WRITTEN TASK - Recast the records, from the start through the line containing "xmin=131 ymin=107 xmax=160 ymax=125", as a numbered list, with both ends included and blank lines omitted.

Dataset excerpt
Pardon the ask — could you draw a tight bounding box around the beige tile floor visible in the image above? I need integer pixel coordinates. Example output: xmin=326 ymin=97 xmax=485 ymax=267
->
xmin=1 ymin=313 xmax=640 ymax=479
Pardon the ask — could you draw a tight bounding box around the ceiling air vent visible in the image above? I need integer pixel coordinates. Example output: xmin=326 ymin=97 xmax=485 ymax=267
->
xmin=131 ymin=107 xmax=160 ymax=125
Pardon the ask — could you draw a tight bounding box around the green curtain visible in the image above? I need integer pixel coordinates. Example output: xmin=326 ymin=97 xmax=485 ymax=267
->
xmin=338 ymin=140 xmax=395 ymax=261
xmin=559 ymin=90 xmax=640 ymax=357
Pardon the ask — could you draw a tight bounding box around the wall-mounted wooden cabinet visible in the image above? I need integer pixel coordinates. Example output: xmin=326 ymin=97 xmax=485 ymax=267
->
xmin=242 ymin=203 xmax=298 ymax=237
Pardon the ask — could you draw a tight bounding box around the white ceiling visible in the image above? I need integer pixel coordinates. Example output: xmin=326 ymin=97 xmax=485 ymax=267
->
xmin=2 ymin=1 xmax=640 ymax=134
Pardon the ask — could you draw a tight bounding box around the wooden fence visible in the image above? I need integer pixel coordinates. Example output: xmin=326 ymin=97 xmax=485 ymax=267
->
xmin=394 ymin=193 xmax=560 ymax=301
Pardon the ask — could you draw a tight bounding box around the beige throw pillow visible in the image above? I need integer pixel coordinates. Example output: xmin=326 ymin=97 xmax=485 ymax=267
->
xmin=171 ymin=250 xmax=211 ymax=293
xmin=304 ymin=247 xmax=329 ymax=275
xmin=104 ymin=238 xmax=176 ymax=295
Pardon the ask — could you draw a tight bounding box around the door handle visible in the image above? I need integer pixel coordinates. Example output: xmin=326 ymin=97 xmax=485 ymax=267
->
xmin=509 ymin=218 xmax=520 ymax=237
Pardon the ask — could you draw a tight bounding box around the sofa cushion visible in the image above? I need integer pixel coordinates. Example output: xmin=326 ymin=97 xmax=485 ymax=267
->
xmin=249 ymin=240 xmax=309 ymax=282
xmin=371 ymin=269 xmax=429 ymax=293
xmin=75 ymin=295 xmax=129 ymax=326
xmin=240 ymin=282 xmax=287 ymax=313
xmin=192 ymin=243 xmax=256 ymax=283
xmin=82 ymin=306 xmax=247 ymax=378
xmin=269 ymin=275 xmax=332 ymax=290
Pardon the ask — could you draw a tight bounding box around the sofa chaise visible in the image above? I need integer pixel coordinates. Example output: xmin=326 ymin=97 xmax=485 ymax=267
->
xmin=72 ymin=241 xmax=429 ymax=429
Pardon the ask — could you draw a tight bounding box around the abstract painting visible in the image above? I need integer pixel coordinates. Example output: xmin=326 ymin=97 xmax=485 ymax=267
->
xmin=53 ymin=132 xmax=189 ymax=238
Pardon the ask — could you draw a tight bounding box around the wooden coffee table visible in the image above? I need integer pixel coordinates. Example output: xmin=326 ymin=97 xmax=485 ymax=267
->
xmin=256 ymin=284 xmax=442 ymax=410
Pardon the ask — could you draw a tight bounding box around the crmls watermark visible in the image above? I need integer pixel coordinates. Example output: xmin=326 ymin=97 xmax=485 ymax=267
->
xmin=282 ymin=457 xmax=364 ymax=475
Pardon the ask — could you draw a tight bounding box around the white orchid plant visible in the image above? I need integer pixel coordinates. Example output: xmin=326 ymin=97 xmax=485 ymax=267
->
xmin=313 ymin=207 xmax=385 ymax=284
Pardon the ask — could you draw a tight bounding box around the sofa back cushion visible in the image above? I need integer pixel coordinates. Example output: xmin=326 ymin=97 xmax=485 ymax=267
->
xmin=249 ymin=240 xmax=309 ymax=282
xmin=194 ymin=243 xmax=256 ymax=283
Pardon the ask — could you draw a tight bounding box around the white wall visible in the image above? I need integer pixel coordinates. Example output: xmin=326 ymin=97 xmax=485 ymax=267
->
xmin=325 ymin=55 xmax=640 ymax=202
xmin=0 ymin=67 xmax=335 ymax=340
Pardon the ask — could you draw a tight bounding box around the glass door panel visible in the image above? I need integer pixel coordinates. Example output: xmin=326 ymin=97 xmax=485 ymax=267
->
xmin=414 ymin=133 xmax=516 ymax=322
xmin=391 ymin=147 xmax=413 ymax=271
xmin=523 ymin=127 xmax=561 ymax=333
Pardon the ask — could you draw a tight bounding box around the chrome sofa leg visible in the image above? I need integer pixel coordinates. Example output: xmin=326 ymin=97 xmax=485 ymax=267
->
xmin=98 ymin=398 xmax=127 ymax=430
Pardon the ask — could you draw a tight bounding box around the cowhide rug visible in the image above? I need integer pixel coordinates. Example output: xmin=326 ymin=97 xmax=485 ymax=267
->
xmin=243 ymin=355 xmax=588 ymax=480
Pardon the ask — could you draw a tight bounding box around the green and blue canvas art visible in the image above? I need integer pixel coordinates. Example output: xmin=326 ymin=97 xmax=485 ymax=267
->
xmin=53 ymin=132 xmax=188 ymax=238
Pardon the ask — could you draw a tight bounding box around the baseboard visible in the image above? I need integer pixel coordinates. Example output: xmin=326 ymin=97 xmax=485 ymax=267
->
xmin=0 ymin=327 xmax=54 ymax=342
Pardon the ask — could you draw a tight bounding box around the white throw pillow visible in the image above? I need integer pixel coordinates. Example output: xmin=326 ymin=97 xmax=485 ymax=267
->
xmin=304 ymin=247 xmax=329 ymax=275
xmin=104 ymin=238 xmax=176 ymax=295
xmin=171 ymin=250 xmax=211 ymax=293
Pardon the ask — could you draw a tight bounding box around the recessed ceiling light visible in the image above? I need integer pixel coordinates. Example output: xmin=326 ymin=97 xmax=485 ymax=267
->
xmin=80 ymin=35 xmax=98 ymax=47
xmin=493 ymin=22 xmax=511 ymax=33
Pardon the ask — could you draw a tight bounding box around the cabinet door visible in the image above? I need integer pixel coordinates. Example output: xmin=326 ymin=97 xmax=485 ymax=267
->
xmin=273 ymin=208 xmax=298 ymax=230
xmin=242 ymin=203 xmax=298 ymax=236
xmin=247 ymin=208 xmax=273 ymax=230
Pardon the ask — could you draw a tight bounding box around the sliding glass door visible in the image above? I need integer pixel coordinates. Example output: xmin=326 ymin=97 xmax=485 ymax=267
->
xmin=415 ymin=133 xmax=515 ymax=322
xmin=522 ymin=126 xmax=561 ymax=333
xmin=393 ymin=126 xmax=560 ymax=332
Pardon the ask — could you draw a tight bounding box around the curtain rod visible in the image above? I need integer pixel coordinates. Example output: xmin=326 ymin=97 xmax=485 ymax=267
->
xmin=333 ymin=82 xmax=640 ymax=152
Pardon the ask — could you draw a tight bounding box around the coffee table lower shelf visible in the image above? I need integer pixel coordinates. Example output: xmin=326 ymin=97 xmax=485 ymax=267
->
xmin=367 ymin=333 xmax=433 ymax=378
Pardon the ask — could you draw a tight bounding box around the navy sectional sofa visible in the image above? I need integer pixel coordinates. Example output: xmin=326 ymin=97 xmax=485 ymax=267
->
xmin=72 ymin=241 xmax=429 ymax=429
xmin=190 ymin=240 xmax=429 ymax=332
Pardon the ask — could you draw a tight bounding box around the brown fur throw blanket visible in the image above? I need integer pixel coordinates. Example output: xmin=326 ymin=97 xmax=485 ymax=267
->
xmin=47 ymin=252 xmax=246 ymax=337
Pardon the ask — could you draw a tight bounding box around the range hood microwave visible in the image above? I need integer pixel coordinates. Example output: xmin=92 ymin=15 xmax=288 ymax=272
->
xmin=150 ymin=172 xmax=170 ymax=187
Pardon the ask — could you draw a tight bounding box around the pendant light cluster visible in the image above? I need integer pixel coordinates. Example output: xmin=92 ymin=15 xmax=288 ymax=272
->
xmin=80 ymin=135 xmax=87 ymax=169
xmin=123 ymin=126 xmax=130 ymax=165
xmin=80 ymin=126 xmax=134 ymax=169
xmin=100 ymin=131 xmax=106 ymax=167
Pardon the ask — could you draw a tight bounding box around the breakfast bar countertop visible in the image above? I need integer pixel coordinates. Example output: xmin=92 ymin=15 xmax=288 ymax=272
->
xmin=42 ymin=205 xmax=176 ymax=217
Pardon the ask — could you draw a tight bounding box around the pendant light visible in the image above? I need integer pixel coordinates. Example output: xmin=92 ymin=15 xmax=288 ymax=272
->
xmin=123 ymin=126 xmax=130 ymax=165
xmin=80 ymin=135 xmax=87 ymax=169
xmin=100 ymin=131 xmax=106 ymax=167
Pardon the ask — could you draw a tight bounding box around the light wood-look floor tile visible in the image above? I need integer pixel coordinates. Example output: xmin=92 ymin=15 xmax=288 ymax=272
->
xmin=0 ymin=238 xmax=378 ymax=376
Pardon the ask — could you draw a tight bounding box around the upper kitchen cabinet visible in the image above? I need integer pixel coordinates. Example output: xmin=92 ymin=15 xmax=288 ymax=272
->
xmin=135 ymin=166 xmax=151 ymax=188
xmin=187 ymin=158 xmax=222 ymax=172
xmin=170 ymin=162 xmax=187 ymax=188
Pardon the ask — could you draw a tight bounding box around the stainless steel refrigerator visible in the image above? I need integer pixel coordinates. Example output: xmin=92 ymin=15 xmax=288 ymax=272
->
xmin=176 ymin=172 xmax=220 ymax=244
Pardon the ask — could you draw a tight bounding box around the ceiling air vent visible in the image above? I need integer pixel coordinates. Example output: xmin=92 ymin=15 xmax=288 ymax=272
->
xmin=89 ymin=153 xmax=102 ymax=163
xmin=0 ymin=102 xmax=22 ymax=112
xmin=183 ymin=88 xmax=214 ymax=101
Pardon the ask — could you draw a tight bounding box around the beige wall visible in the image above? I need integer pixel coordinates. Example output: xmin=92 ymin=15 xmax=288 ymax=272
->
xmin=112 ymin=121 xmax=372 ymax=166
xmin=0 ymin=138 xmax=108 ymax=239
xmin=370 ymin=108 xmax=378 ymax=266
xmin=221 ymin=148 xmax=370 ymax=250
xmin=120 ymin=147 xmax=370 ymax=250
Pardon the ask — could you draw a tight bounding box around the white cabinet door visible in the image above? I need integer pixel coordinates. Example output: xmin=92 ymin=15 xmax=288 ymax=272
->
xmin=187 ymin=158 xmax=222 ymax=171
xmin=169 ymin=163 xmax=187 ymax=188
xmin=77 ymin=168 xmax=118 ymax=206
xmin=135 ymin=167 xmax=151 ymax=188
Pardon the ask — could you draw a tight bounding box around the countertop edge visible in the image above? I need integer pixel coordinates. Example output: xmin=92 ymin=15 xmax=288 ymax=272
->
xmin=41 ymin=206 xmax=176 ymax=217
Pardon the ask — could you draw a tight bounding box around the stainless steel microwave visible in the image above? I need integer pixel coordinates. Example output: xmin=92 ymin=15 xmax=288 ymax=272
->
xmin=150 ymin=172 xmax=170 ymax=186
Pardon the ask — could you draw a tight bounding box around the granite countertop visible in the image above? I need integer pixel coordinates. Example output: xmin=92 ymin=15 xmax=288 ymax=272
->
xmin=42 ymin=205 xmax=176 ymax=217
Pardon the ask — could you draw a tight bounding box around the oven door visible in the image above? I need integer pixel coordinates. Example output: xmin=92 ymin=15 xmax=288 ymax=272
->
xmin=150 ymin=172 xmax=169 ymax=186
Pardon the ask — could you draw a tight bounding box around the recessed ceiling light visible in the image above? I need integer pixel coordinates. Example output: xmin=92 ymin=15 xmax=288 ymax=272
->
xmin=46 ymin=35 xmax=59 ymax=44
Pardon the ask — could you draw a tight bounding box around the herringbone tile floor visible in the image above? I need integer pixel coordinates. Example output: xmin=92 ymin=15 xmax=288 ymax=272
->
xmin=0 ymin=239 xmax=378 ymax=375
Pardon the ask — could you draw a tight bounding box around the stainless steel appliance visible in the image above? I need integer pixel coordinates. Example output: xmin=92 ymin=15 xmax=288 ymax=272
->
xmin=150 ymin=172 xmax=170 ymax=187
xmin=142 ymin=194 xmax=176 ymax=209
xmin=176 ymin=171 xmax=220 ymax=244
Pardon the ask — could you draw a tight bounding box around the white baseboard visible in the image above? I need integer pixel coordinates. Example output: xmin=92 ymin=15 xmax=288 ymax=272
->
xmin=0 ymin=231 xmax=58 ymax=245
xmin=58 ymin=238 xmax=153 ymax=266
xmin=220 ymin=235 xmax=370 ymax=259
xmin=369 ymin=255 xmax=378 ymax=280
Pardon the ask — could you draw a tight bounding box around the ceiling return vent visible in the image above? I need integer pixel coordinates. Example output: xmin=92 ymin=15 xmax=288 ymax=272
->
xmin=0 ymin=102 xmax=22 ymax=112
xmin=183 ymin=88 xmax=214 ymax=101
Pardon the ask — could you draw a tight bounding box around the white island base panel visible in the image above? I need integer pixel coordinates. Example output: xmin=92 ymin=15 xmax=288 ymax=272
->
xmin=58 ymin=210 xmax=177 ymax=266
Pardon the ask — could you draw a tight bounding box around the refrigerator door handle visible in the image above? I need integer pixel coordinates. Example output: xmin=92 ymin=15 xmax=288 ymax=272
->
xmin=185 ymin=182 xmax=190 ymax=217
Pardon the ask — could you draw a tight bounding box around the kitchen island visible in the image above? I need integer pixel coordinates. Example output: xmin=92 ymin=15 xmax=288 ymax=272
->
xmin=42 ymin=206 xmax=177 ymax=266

REPLY TO THE TASK -
1. Pardon the ask — could you draw a tight bounding box around the beige tile floor visible in the image above? I need integer pixel coordinates. Example output: xmin=326 ymin=97 xmax=485 ymax=267
2. ->
3. xmin=1 ymin=313 xmax=640 ymax=479
4. Pardon the ask — could you draw a tight bounding box around the ceiling air vent visible in the image above? I need integer pixel coordinates. Example output: xmin=326 ymin=97 xmax=485 ymax=267
5. ->
6. xmin=131 ymin=107 xmax=160 ymax=125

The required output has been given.